:: Task description ::
An exact copy of the listing is what is needed here; write it out in full.

(Beginning of Available data)

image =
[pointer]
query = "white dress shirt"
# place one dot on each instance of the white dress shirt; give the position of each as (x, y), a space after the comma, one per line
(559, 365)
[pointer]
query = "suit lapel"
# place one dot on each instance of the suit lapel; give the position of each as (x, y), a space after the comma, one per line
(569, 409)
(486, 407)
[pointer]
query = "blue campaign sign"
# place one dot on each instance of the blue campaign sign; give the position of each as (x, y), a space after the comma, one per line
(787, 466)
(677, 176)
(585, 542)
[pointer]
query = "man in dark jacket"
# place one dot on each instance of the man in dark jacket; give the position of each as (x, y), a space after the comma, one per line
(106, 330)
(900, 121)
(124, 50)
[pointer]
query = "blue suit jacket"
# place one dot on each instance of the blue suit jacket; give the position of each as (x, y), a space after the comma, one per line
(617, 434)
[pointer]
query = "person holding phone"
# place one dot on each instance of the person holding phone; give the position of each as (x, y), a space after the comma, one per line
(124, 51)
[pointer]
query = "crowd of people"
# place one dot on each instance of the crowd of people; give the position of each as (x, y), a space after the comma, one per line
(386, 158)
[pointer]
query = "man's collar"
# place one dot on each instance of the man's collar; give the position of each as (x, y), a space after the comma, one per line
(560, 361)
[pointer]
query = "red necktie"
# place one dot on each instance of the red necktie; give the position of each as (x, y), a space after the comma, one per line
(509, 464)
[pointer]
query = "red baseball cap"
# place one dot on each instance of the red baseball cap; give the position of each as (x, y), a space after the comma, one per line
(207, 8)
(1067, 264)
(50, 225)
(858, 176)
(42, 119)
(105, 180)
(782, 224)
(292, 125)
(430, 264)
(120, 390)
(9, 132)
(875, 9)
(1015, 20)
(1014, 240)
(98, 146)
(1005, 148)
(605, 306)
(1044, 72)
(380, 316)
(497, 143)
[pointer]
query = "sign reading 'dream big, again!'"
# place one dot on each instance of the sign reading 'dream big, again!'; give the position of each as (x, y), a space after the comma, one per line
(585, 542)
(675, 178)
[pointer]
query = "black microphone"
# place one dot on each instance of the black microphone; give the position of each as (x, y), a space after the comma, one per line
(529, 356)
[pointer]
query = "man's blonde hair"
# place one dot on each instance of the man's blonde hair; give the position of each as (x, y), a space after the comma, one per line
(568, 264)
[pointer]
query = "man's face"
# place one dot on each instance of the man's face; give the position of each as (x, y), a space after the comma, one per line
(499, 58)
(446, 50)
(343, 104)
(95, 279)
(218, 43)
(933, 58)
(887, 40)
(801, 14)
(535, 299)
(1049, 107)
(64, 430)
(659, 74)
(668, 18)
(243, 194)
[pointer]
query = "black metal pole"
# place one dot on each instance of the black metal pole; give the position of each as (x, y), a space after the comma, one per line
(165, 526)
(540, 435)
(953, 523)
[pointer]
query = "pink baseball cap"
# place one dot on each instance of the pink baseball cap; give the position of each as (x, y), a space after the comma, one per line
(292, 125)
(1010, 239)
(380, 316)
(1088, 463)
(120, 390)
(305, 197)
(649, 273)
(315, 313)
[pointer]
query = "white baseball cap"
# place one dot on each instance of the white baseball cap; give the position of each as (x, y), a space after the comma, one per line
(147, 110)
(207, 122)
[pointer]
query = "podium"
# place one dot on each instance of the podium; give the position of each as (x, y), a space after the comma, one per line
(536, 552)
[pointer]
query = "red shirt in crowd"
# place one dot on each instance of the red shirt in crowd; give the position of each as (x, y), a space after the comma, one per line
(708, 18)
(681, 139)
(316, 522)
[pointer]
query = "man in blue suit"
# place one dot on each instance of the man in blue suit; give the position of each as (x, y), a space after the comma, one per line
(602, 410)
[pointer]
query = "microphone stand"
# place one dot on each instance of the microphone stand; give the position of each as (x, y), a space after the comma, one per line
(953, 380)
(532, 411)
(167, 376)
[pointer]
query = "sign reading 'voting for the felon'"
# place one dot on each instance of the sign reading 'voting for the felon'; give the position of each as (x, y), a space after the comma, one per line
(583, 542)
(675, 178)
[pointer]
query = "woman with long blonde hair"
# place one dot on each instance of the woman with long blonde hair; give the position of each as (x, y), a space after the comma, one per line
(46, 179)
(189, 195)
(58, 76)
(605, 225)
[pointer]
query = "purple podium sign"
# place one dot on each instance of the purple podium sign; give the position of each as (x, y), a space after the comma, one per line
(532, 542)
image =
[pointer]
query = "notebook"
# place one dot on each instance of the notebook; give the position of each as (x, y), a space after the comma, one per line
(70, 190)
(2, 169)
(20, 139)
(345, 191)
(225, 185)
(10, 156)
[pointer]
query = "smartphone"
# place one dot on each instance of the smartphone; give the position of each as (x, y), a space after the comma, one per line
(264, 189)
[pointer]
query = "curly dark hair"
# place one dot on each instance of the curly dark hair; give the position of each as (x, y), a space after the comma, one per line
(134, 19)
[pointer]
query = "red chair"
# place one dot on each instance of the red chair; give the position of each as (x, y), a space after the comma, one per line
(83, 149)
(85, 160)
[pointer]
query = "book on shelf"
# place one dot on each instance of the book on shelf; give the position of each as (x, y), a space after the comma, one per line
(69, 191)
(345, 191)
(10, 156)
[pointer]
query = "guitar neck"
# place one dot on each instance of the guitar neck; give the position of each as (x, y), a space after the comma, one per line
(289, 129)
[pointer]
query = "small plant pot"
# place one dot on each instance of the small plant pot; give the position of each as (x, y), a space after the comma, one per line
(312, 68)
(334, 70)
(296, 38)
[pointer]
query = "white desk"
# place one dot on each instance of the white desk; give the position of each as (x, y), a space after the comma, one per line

(End of Available data)

:: Solution to this exercise ::
image =
[pointer]
query = "white dress shirt"
# place one dot on each instance of the white dress shirt; give the position of each as (x, y), a space after the comma, one per line
(559, 365)
[pointer]
query = "suit lapel"
# place one dot on each instance of the suit lapel; give the position of each as (x, y), a space after the comma, one per line
(569, 409)
(486, 407)
[pointer]
query = "blue campaign sign"
# place one dot on each instance of the blue campaign sign; give the position of each as (x, y), a space after the comma, one per line
(787, 466)
(677, 176)
(585, 542)
[pointer]
query = "man in dark jacket"
# place one dot on each instance of the man in dark jacket; give the position of each as (x, y), a space after the comma, one per line
(106, 330)
(900, 121)
(124, 50)
[pointer]
query = "blue suit jacket"
# place one dot on each instance of the blue suit jacket; give the position of each as (x, y), a space after the comma, one per line
(617, 434)
[pointer]
query = "person holding phone"
# place one dot on each instance of the person holding phone; give the position of each as (x, y), a space after the comma, one per line
(124, 51)
[pointer]
query = "crowd of people"
# place one dot on each instance of the crowd of people; give the position of each as (x, y), a space after the comma, one per line
(386, 158)
[pointer]
query = "man's collar"
# place one dot on each instance of the man's collar; give the position of each as (x, y), a space after the comma, one per line
(560, 361)
[pointer]
query = "red necktie"
# place one dot on each instance of the red necktie; give the position of each as (x, y), a space after the comma, one per line
(509, 464)
[pointer]
query = "red baseball cap"
# place one dot on each instance of the red baseball cap; give the position of each as (x, y), a space after the comma, one per line
(207, 8)
(1067, 264)
(50, 225)
(858, 176)
(42, 119)
(105, 180)
(782, 224)
(292, 125)
(430, 264)
(120, 390)
(9, 132)
(875, 9)
(1015, 20)
(1014, 240)
(98, 146)
(1005, 148)
(605, 306)
(1044, 72)
(380, 316)
(497, 143)
[pointer]
query = "sign reading 'dream big, again!'"
# place one dot on each instance of the sign reading 'dream big, again!'; give the position of each as (x, y), a space after the comma, one per line
(585, 542)
(675, 178)
[pointer]
query = "black microphone"
# place one dot on each instance of the black microphone; give the position of each as (x, y), a space after the comma, one per line
(529, 356)
[pointer]
query = "man's blonde hair"
# place one dot on each instance of the man's blonde hair; give the position of each as (x, y), a space after the comma, one per line
(568, 264)
[pointer]
query = "man's face"
# place one dot on each instance of the man's face; give the position of each as (x, y), a space after the comma, one per line
(499, 58)
(446, 50)
(343, 104)
(95, 279)
(218, 43)
(933, 58)
(887, 40)
(801, 14)
(535, 299)
(1049, 107)
(64, 430)
(659, 74)
(668, 18)
(243, 194)
[pointer]
query = "black metal pole"
# place one dot on each instance of the black metal pole; give the position of each as (x, y), a space after the comma, one per line
(165, 526)
(540, 435)
(953, 523)
[pointer]
query = "pink baseball cap"
# place one dot on each instance of the pink baseball cap; give the position of each as (x, y), a space after the comma, one per line
(292, 125)
(1010, 239)
(380, 316)
(1088, 463)
(120, 390)
(305, 197)
(649, 273)
(315, 313)
[pointer]
query = "white baseball cap"
# place one dot on each instance of the white baseball cap; give the position of each as (x, y), a space after the comma, one per line
(147, 110)
(207, 122)
[pointer]
query = "podium"
# place one dot on each instance of the podium; give the position of each as (x, y), a space after the comma, one per line
(536, 552)
[pointer]
query = "red shirt in crowd"
# place one dot on each instance of the red shirt in crowd; give the position of each as (x, y), a space after the comma, one per line
(708, 18)
(681, 139)
(316, 522)
[pointer]
query = "man in blue suit"
# place one dot on each instance of the man in blue suit; give the position of each as (x, y), a space after the comma, one per line
(602, 410)
[pointer]
query = "microphone stand"
# place one dot on each instance of the microphone stand; give the position of each as (x, y), a space after the comma, one per line
(953, 380)
(532, 411)
(167, 376)
[pointer]
query = "sign reading 'voting for the felon'"
# place one dot on each instance of the sign reading 'voting for the felon'; give the position of each as (x, y), a space after the comma, one per line
(583, 542)
(675, 178)
[pointer]
query = "woman with long blonde hair"
# place one dot on each instance of the woman with long blonde hair; give the position of each as (x, y), a space after the comma, one per line
(46, 179)
(189, 195)
(58, 76)
(605, 225)
[pointer]
query = "purple podium sign"
# place one dot on each instance of the purple podium sign; give the position of each as (x, y), a space after the comma, one per line
(532, 542)
image =
[pointer]
query = "notebook"
# place one dot on each instance of the notebook; give the position of each as (x, y), a space after the comma, one per line
(70, 190)
(2, 169)
(20, 139)
(345, 191)
(225, 185)
(10, 156)
[pointer]
query = "smartphone"
# place one dot on each instance of the smartphone; give the position of each as (x, y), a space after the comma, one per line
(264, 189)
[pointer]
query = "curly dark hair"
# place one dot on each instance of the curly dark hair; give the position of each as (x, y), a space after the comma, one per line
(134, 19)
[pointer]
query = "red chair"
# place one dot on each instance of the red chair; give the position of each as (x, y), a space after the comma, one per line
(83, 149)
(85, 160)
[pointer]
query = "book on shelf"
# place one dot on each instance of the book on shelf; give the position of each as (x, y), a space after the comma, one per line
(69, 191)
(345, 191)
(10, 156)
[pointer]
query = "guitar neck"
# place one dot on each instance of the guitar neck; give the position of each as (x, y), a space after the comma, one per line
(289, 129)
[pointer]
query = "small plant pot"
# place one dot on each instance of the small plant pot; give the position of each as (x, y), a space after the comma, one per line
(312, 68)
(334, 70)
(296, 38)
[pointer]
query = "white desk"
# place one dot on each instance of the white desk; give the position of each as (x, y), a space after the comma, one per line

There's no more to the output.